> [Pointing and labeling entries]
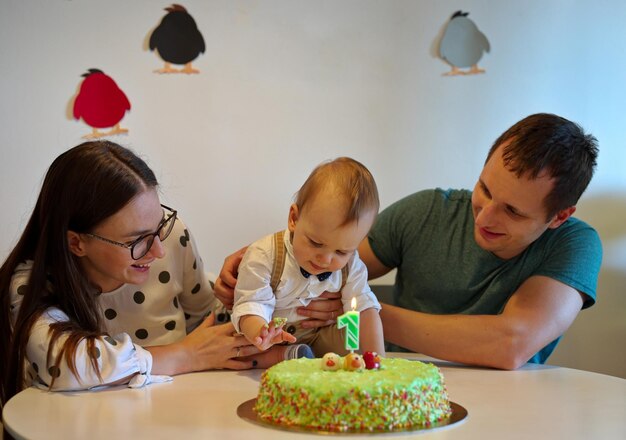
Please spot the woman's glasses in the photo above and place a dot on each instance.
(140, 247)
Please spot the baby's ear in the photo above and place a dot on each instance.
(294, 212)
(76, 244)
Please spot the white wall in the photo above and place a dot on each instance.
(287, 84)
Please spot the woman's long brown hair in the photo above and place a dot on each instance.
(82, 188)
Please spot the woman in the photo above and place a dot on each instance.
(95, 293)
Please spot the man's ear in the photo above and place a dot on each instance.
(561, 216)
(293, 217)
(76, 244)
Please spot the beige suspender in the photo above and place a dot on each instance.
(279, 262)
(279, 259)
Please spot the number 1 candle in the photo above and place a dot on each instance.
(350, 320)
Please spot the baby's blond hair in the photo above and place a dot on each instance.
(346, 178)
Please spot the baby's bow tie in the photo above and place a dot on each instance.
(322, 276)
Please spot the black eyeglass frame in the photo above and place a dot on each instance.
(151, 235)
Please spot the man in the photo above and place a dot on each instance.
(492, 277)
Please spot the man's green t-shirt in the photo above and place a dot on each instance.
(429, 237)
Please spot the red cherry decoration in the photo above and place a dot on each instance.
(372, 360)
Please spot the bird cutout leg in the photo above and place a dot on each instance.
(475, 69)
(188, 69)
(167, 68)
(95, 134)
(117, 130)
(455, 71)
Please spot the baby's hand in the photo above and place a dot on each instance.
(273, 334)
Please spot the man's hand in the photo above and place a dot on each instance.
(322, 311)
(227, 279)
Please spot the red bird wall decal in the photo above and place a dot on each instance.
(177, 40)
(101, 104)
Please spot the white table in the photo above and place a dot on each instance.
(534, 402)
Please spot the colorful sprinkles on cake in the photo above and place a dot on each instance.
(401, 394)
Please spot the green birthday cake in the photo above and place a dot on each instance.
(401, 394)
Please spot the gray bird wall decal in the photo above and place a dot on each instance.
(463, 45)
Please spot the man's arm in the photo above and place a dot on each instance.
(541, 310)
(375, 268)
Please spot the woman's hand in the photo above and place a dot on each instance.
(208, 347)
(322, 311)
(271, 334)
(227, 279)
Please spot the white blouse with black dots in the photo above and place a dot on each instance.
(174, 300)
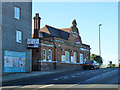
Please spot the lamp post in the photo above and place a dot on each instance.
(99, 40)
(54, 53)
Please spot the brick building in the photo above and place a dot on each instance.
(58, 48)
(15, 29)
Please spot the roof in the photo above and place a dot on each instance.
(49, 31)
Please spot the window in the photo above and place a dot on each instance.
(50, 55)
(81, 58)
(75, 57)
(44, 54)
(67, 56)
(18, 36)
(17, 12)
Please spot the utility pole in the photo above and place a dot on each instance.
(99, 41)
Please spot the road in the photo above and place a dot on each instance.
(99, 78)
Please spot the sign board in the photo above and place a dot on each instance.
(77, 40)
(14, 61)
(84, 49)
(32, 43)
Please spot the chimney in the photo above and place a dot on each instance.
(36, 25)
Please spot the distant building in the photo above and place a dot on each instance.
(16, 28)
(58, 48)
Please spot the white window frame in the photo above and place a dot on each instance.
(67, 56)
(18, 36)
(44, 55)
(17, 12)
(81, 58)
(50, 55)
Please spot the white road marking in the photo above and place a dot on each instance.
(73, 76)
(46, 86)
(57, 78)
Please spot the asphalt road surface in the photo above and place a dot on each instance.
(99, 78)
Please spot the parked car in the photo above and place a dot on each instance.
(92, 64)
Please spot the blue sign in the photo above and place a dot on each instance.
(14, 61)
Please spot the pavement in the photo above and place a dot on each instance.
(16, 76)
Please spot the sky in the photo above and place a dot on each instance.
(88, 16)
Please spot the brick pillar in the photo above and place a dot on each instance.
(36, 25)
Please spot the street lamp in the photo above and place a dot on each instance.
(99, 40)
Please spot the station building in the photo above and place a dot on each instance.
(15, 29)
(58, 48)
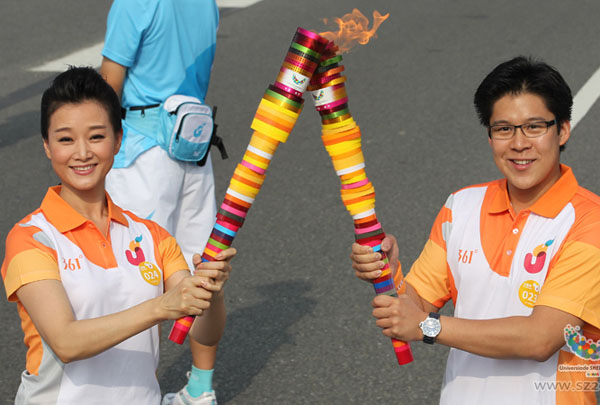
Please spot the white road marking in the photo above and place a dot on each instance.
(92, 56)
(84, 57)
(585, 98)
(236, 3)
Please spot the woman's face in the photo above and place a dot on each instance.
(81, 146)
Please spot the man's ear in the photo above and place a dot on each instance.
(119, 136)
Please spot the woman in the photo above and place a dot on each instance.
(91, 281)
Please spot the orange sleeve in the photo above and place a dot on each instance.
(573, 282)
(429, 273)
(27, 260)
(172, 257)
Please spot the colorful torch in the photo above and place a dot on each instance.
(342, 139)
(274, 120)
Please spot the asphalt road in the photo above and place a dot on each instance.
(299, 327)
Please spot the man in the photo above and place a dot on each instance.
(155, 49)
(519, 257)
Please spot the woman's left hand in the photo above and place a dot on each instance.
(216, 272)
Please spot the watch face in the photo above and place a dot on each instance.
(431, 327)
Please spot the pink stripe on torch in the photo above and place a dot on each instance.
(369, 229)
(213, 248)
(252, 167)
(228, 225)
(354, 185)
(333, 104)
(235, 211)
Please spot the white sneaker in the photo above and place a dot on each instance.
(184, 398)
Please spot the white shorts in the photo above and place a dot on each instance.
(179, 196)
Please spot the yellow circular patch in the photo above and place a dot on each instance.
(150, 273)
(528, 293)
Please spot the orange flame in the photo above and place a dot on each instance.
(353, 29)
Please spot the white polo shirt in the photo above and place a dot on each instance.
(101, 275)
(495, 264)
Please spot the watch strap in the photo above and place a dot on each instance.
(428, 339)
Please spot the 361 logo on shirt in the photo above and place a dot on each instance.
(70, 263)
(466, 256)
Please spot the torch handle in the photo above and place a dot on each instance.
(385, 285)
(181, 327)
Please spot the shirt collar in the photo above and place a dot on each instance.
(548, 205)
(65, 218)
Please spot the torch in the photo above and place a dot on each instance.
(274, 120)
(342, 139)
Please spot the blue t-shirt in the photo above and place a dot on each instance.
(168, 47)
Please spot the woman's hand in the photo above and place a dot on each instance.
(368, 264)
(216, 273)
(190, 296)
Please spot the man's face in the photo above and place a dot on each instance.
(531, 165)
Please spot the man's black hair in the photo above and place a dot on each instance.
(74, 86)
(524, 75)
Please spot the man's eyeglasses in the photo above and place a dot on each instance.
(530, 129)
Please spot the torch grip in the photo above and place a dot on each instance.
(181, 327)
(385, 285)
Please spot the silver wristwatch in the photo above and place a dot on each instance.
(431, 327)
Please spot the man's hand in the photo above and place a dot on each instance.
(398, 317)
(368, 264)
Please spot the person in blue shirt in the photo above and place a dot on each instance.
(154, 49)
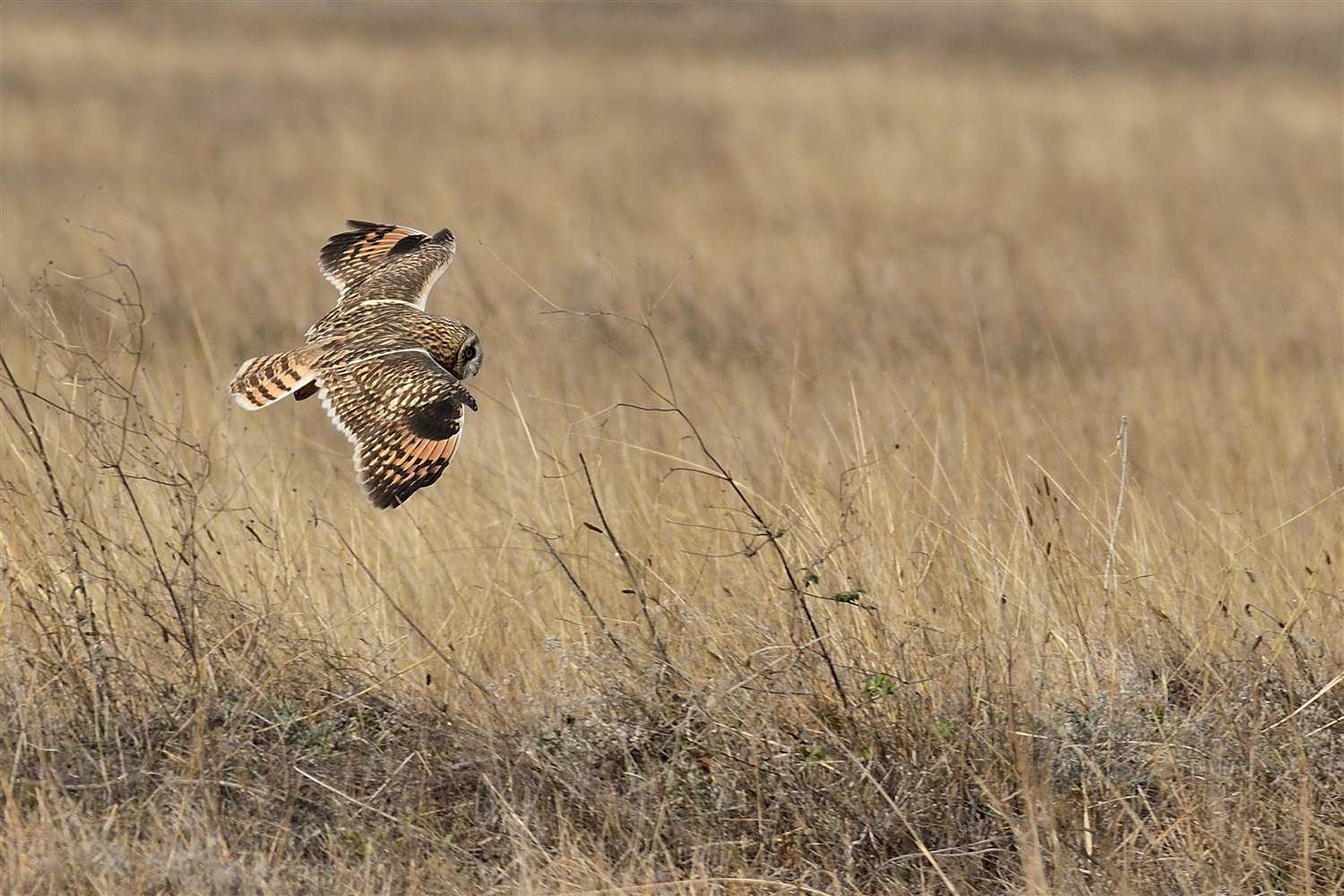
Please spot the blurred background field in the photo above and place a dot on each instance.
(908, 266)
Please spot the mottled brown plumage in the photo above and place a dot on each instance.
(389, 375)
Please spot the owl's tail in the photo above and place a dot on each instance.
(266, 379)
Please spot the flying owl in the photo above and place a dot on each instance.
(389, 375)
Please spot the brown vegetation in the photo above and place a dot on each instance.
(910, 454)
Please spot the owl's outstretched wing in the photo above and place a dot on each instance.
(405, 414)
(384, 263)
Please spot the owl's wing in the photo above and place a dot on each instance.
(384, 261)
(403, 413)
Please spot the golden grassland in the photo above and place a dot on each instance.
(798, 544)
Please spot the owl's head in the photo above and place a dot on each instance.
(468, 360)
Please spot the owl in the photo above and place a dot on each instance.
(389, 375)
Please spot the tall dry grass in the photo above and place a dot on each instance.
(909, 454)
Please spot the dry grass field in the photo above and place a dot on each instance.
(910, 454)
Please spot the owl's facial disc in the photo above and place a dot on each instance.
(470, 358)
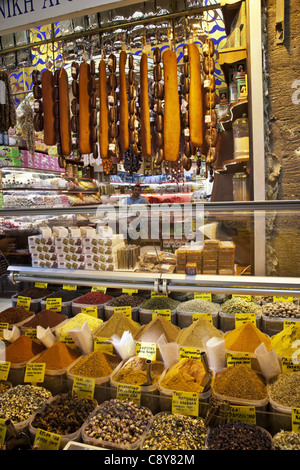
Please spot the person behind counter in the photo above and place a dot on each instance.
(135, 197)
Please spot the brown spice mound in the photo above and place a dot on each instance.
(58, 356)
(14, 315)
(45, 318)
(22, 350)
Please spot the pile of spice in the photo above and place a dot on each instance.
(187, 375)
(283, 342)
(96, 364)
(156, 328)
(65, 415)
(119, 422)
(117, 324)
(240, 381)
(176, 432)
(13, 315)
(198, 306)
(285, 389)
(22, 350)
(246, 338)
(45, 318)
(36, 292)
(21, 401)
(93, 298)
(134, 371)
(282, 309)
(237, 435)
(159, 303)
(198, 333)
(240, 305)
(65, 295)
(4, 386)
(58, 356)
(78, 321)
(286, 440)
(125, 300)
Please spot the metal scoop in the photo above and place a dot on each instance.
(17, 440)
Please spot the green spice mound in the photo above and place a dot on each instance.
(240, 382)
(159, 303)
(285, 389)
(240, 305)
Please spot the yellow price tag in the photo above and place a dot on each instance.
(23, 302)
(246, 414)
(84, 386)
(69, 287)
(35, 372)
(45, 440)
(4, 370)
(146, 350)
(53, 304)
(129, 392)
(185, 403)
(93, 311)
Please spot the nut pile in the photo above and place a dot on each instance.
(237, 435)
(20, 402)
(176, 432)
(64, 415)
(282, 309)
(118, 422)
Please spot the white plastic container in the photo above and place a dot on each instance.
(108, 444)
(64, 438)
(227, 321)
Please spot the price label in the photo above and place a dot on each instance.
(93, 311)
(84, 386)
(196, 316)
(296, 420)
(45, 440)
(166, 313)
(69, 287)
(125, 310)
(53, 304)
(2, 430)
(246, 414)
(146, 350)
(99, 289)
(235, 359)
(191, 353)
(23, 302)
(202, 296)
(130, 291)
(4, 370)
(35, 372)
(241, 318)
(103, 344)
(185, 403)
(129, 392)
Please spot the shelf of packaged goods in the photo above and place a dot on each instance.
(160, 283)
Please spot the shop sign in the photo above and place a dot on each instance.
(23, 14)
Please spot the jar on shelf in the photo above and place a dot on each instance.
(241, 137)
(241, 186)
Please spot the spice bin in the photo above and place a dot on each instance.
(123, 416)
(149, 393)
(64, 438)
(91, 299)
(102, 391)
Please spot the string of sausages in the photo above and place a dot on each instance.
(185, 121)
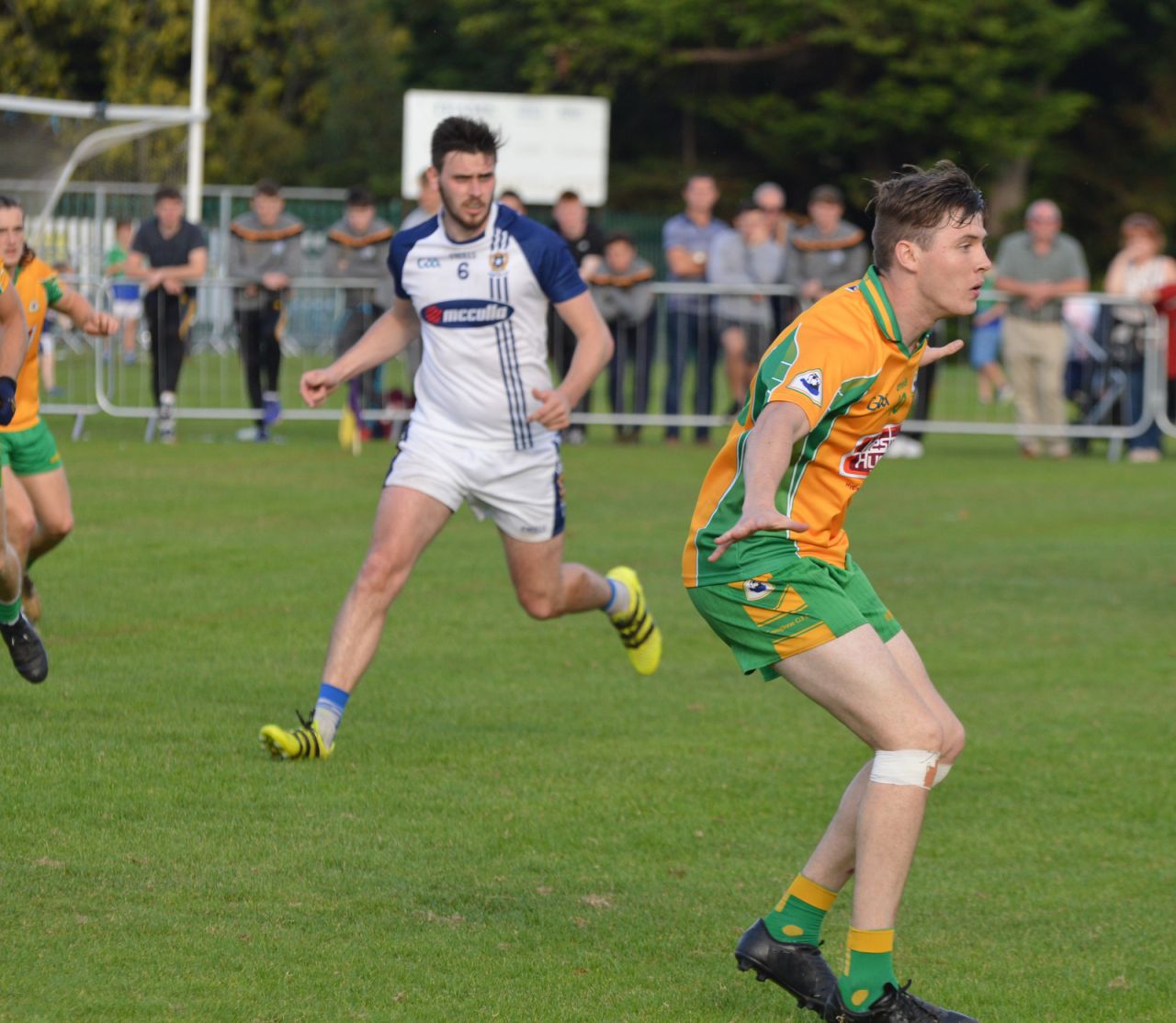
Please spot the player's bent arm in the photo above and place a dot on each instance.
(13, 334)
(594, 344)
(767, 455)
(83, 314)
(386, 338)
(192, 271)
(769, 452)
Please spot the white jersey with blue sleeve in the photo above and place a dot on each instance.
(482, 306)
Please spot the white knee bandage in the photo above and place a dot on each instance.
(904, 767)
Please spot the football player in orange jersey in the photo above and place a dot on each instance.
(767, 565)
(38, 510)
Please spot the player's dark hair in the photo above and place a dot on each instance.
(360, 196)
(463, 135)
(9, 202)
(915, 204)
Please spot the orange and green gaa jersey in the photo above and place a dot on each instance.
(845, 365)
(38, 288)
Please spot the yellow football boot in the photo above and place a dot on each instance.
(300, 743)
(638, 629)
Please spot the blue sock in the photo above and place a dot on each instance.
(618, 601)
(328, 711)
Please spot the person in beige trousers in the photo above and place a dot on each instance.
(1037, 267)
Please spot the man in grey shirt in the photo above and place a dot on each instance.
(1037, 267)
(265, 254)
(830, 251)
(747, 255)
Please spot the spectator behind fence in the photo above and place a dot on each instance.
(624, 292)
(265, 253)
(830, 251)
(1037, 267)
(746, 326)
(168, 254)
(125, 305)
(1139, 271)
(773, 200)
(687, 239)
(357, 247)
(586, 242)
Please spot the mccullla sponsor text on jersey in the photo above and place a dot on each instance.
(482, 305)
(466, 313)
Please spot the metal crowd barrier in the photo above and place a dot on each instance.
(92, 374)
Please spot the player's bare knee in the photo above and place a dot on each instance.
(58, 528)
(923, 733)
(540, 607)
(381, 577)
(21, 528)
(954, 738)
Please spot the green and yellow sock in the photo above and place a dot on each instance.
(869, 967)
(798, 915)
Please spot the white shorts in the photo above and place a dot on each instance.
(520, 491)
(124, 309)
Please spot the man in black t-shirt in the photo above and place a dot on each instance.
(167, 254)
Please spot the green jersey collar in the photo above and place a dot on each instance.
(883, 315)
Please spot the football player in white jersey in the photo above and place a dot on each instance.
(475, 281)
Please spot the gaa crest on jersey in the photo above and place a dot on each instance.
(809, 384)
(466, 313)
(756, 590)
(860, 462)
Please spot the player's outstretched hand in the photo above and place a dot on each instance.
(750, 523)
(554, 413)
(935, 354)
(316, 386)
(101, 323)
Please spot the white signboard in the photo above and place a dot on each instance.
(549, 143)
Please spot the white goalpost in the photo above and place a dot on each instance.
(133, 121)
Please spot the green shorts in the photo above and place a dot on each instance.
(30, 452)
(780, 614)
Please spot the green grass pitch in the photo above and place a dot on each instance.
(516, 826)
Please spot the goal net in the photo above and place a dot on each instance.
(78, 167)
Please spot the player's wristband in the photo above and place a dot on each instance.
(7, 399)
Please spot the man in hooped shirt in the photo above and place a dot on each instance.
(486, 424)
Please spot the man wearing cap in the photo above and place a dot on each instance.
(828, 252)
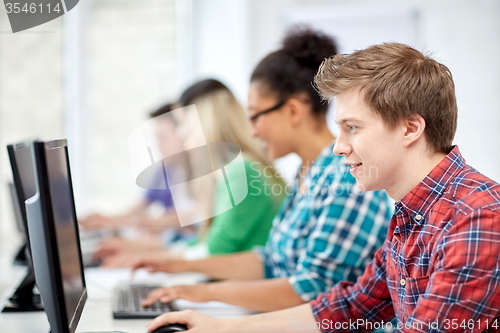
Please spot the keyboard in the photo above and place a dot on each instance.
(127, 303)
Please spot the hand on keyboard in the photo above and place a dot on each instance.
(194, 293)
(161, 262)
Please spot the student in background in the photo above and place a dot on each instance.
(326, 230)
(241, 228)
(438, 270)
(139, 217)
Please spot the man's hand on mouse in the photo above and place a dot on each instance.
(195, 293)
(196, 323)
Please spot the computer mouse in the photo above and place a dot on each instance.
(170, 328)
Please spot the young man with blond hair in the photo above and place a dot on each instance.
(439, 268)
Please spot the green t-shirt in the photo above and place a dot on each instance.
(248, 223)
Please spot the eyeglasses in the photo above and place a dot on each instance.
(274, 108)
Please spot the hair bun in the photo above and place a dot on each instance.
(307, 46)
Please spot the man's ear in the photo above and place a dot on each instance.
(414, 129)
(296, 111)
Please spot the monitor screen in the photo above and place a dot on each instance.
(64, 222)
(56, 249)
(21, 161)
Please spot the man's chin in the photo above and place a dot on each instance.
(365, 185)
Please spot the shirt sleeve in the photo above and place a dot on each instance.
(348, 227)
(367, 299)
(460, 295)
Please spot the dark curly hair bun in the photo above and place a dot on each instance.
(308, 47)
(291, 69)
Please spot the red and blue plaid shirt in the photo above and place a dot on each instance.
(439, 268)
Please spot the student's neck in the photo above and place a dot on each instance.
(414, 172)
(310, 146)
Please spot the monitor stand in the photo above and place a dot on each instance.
(24, 300)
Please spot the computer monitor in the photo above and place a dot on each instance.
(53, 234)
(20, 156)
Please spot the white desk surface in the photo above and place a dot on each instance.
(97, 313)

> [Job] Keep only the lines from the one containing "Please spot the monitor screen" to the end of the entries, and repeat them exactly.

> [Output for this task]
Please spot the monitor screen in the photo above and place a dot on each instance.
(64, 222)
(56, 249)
(21, 161)
Please spot the man's chin in the photo above and place a dot on each instance.
(365, 185)
Please spot the shirt sleeve in the photo above and place a dot on each instance.
(348, 227)
(367, 299)
(460, 295)
Please spot the dark curly hair bun in the photo above and place a dot on each instance.
(308, 47)
(291, 69)
Please spot the red and blue plaid shirt in the photo above and place a dot on each instance.
(439, 268)
Please spot the student's neck in the photo above and place a dot on each instance.
(414, 172)
(310, 146)
Please spot the monitor stand in the photo above and place a dot on each instance.
(24, 300)
Please spot the computer monitor in the photo above and place a dot on each instance.
(53, 234)
(20, 156)
Please spot the white desk surface in the photo above and place a dot on each instance.
(97, 313)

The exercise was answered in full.